**課題**
長寿クラスター・シンポジウムの開催報告から、「シンポジウムでは冒頭、岡野栄」から「治療の可能性についての講演がありました。」に至るまでの全文を原文のまま抽出してください。

+++ 選択テキスト

2月7日(火)、信濃町キャンパス総合医科学研究棟1階ラウンジにて長寿クラスター・シンポジウム“Successful Brain Aging and Longevity”が開催されました。
シンポジウムでは冒頭、岡野栄之医学部長から長寿クラスターの柱である認知症研究、NMNの臨床研究、百寿者研究、社会保障システム研究のビジョンについて紹介がありました。
セッション1では神経変性疾患の分子メカニズムと臨床応用をテーマとし、生理学教室の前田純弘助教から、タウ蛋白の凝集がアルツハイマー病を引き起こす分子生物学的メカニズムについて、続いて、東京大学神経内科の岩田淳講師から、なぜ従来のアルツハイマー病の臨床治験が成功していないか、またアミロイドPETを活用したアルツハイマー病の早期発見と先制治療の可能性についての講演がありました。
セッション2では健康長寿のモデルである百寿者の多面的な研究をテーマとし、まず、人口統計学の第一人者である日本大学の斎藤安彦教授から、百寿者、スーパーセンチナリアンのデモグラフィーについての講演がありました。続いて百寿総合研究センターの佐々木貴史講師が、進行中のスーパーセンチナリアンの全ゲノム解析についての報告を行い、最後にFOXO3A遺伝子と長寿の関連を発見したハワイ大学 Bradley Willcox教授から、FOXO3A遺伝子が広範な代謝ネットワークを介して長寿と関連する可能性について講演がありました。
本シンポジウムでは、超高齢社会の最大の課題である認知症の対策に向けた取り組みと、認知症の低リスク群である百寿者の研究に焦点を絞り、塾内の学生、教員だけでなく、外部からも多くの研究者が参加し盛会となりました。

++++++
+++ 提示データ

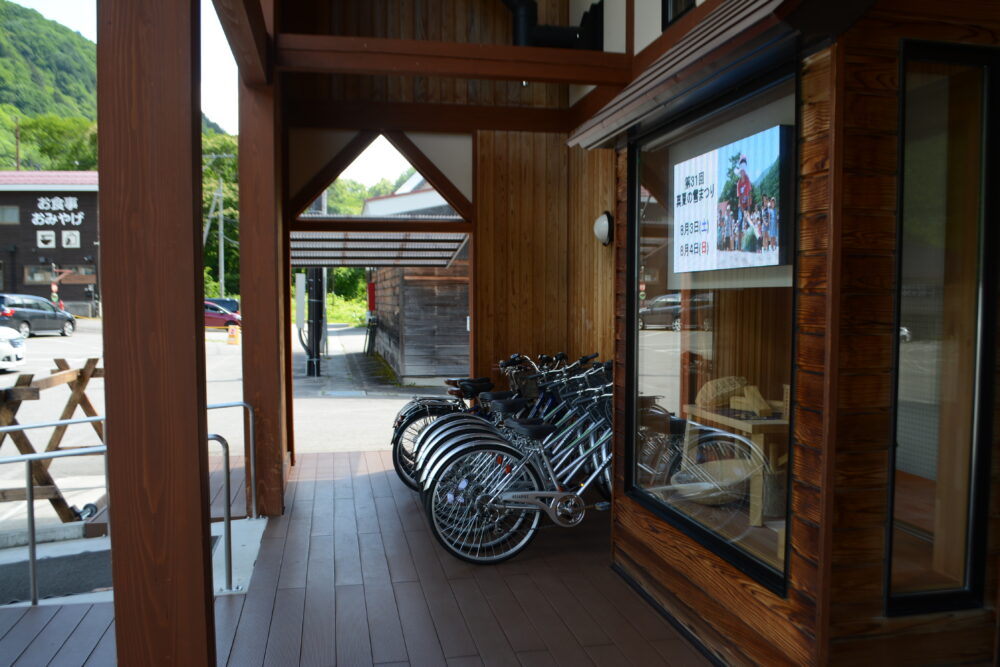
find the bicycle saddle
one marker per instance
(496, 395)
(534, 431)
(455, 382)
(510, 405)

++++++
+++ 提示データ

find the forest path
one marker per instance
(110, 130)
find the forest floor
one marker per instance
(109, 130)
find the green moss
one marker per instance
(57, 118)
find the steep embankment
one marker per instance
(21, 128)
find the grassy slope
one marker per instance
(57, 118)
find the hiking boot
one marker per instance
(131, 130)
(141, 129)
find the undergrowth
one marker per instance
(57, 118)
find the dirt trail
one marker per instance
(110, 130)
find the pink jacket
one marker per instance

++++++

**演習結果**
シンポジウムでは冒頭、岡野栄之医学部長から長寿クラスターの柱である認知症研究、NMNの臨床研究、百寿者研究、社会保障システム研究のビジョンについて紹介がありました。
セッション1では神経変性疾患の分子メカニズムと臨床応用をテーマとし、生理学教室の前田純弘助教から、タウ蛋白の凝集がアルツハイマー病を引き起こす分子生物学的メカニズムについて、続いて、東京大学神経内科の岩田淳講師から、なぜ従来のアルツハイマー病の臨床治験が成功していないか、またアミロイドPETを活用したアルツハイマー病の早期発見と先制治療の可能性についての講演がありました。